L’orthographe étymologique, et comment elle rend une réforme orthographique difficile


Aujourd’hui, un article léger (une fois n’est pas coutume !) : pourquoi l’orthographe du français est-elle ce qu’elle est ? Et que peut-on y faire ?


Si vous faites une recherche dans un dictionnaire (moderne) de vieux français, chaque mot aura plusieurs entrées ; plusieurs orthographes. C’est parce que le vieux français n’était pas standardisé. Son écriture variait selon les régions, et parfois selon les personnes. Alors les traces écrites sont variables.

Exemple d’orthographes multiples trouvé dans ce dictionnaire de vieux français.

À l’époque, les hommes d’Église faisaient office de scribes, et ils écrivaient leur langue phonétiquement ; il l’écrivaient en ne se basant que sur leur seule connaissance de l’alphabet, et n’importe quelle personne connaissant l’alphabet pouvait lire le résultat, car il correspondait exactement à la prononciation attendue.

 

Et puis la langue française a été standardisée, par l’ordonnance de Villers-Cotterêts en 1539 puis par la fondation de l’Académie française en 1635 notamment. La standardisation a déterminé une orthographe fixe, encadrée par des règles ; elle l’a fossilisée artificiellement pour en unifier l’usage. L’orthographe était fixe mais phonétique, et tout allait bien.

Mais la langue a continué d’évoluer par l’usage populaire, que ce soit au niveau de la prononciation, de la grammaire ou du lexique. Les prescriptions n’en ont pas démordu, continuant d’imposer leurs standards en dépit des innovations langagières, ce qui n’a jamais vraiment choqué personne puisque, de toute façon, une langue n’évolue guère de façon visible à mémoire d’une génération. Alors l’orthographe a doucement commencé à diverger de l’usage.

ⓒ Ywan Cwper.

Et c’est comme ça, au fil des générations, qu’on s’est retrouvé avec l’orthographe du français aujourd’hui : une orthographe étymologique, reflet d’une prononciation périmée, perdue dans les siècles. Une orthographe devenue difficile et inutilement archaïque, préservée par purisme, dont les irrégularités sont la bête noire des étudiants.

L’orthographe étymologique n’est pas une fatalité. En fait, c’est un phénomène plutôt rare qu’on ne rencontre que dans une minorité de langues : le français, l’anglais, le tibétain, les langues celtes… Des langues aussi proches de nous que l’italien ou l’espagnol en sont dénuées parce que la langue n’a jamais subi la pression d’une autorité linguistique ou que sa standardisation est récente (l’italien est dans les deux cas).

## Consigne 1
Recopiez sans rien changer le passage du texte sur l'orthographe du français, de "L’orthographe étymologique, et" à "écrites sont variables.".
## Consigne 2
D'après le texte sur l'orthographe du français, en quelle année l'Académie française a-t-elle été fondée ?

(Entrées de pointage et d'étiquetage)

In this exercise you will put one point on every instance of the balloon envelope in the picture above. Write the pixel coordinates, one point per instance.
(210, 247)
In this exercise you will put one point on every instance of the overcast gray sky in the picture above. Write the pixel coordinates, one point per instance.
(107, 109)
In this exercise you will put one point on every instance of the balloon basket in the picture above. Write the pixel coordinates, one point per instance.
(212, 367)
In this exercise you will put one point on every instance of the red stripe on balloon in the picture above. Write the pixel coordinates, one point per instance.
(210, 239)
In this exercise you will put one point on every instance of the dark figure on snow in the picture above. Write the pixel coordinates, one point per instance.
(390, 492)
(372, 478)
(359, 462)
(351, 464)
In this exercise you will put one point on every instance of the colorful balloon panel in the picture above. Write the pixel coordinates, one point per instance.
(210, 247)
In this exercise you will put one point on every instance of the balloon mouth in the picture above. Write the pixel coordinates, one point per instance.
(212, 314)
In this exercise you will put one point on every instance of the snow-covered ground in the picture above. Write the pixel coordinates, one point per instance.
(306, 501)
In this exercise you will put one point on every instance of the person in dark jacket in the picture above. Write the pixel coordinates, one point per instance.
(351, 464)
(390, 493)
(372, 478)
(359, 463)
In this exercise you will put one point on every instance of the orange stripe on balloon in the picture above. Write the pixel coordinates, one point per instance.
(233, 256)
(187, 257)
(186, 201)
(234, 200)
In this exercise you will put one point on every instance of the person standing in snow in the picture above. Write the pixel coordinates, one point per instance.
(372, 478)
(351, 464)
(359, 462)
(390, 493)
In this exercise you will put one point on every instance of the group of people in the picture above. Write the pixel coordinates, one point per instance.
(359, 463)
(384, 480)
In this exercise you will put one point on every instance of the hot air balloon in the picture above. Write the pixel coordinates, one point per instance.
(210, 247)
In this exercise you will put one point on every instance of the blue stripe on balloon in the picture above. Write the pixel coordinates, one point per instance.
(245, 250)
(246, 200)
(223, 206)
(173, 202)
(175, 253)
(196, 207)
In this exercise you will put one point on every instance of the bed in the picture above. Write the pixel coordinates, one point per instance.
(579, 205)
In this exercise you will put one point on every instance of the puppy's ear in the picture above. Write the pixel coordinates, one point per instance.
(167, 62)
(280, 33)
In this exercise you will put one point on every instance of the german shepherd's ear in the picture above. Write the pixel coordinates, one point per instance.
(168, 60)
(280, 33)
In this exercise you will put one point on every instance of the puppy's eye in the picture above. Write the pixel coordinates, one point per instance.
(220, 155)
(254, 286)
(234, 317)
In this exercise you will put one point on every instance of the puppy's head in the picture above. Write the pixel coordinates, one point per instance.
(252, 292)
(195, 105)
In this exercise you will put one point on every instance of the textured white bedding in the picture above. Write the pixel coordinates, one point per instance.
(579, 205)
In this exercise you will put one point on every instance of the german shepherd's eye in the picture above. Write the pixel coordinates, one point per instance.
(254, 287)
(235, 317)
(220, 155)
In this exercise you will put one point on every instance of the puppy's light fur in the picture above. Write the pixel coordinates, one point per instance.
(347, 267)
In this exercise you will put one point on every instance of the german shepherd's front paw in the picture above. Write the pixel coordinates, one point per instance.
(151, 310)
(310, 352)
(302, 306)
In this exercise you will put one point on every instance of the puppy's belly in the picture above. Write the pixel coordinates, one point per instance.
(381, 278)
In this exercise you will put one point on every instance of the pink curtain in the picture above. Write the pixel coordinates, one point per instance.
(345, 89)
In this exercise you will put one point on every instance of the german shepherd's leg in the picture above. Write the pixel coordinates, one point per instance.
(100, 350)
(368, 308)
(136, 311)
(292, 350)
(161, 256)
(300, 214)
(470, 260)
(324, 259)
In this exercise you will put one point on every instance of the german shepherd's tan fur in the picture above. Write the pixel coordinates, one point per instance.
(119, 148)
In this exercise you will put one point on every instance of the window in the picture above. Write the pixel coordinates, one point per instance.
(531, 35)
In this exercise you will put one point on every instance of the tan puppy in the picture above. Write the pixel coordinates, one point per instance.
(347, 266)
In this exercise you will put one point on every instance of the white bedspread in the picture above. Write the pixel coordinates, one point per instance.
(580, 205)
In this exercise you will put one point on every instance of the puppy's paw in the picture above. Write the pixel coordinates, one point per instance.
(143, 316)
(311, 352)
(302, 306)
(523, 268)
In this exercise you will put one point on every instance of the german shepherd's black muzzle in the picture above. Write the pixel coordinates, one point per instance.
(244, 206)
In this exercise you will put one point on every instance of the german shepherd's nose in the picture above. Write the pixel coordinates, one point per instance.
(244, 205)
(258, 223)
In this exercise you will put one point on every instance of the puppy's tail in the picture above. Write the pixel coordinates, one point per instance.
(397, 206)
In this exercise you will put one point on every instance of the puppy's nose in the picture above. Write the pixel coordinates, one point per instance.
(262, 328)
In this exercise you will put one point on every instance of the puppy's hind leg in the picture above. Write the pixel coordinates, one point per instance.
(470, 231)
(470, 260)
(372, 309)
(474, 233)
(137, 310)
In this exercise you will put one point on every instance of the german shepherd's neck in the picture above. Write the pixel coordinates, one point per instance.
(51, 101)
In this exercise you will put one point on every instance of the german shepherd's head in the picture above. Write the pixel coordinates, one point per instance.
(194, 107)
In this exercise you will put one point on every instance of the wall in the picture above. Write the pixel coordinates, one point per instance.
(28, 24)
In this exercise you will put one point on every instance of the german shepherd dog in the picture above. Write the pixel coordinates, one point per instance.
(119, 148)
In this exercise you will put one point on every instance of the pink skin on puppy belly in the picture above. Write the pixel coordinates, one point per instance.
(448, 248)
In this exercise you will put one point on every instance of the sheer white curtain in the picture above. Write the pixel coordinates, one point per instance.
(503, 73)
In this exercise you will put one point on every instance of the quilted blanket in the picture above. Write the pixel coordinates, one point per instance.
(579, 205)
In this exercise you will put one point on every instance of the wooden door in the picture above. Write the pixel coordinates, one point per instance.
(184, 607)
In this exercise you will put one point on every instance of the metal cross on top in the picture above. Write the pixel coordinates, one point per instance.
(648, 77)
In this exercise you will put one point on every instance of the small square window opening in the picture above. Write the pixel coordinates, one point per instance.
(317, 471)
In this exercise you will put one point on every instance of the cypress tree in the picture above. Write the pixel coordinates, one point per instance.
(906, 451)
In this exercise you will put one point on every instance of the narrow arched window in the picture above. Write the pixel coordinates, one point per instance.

## Réponse 1
L’orthographe étymologique, et comment elle rend une réforme orthographique difficile


Aujourd’hui, un article léger (une fois n’est pas coutume !) : pourquoi l’orthographe du français est-elle ce qu’elle est ? Et que peut-on y faire ?


Si vous faites une recherche dans un dictionnaire (moderne) de vieux français, chaque mot aura plusieurs entrées ; plusieurs orthographes. C’est parce que le vieux français n’était pas standardisé. Son écriture variait selon les régions, et parfois selon les personnes. Alors les traces écrites sont variables.

## Réponse 2
En 1635.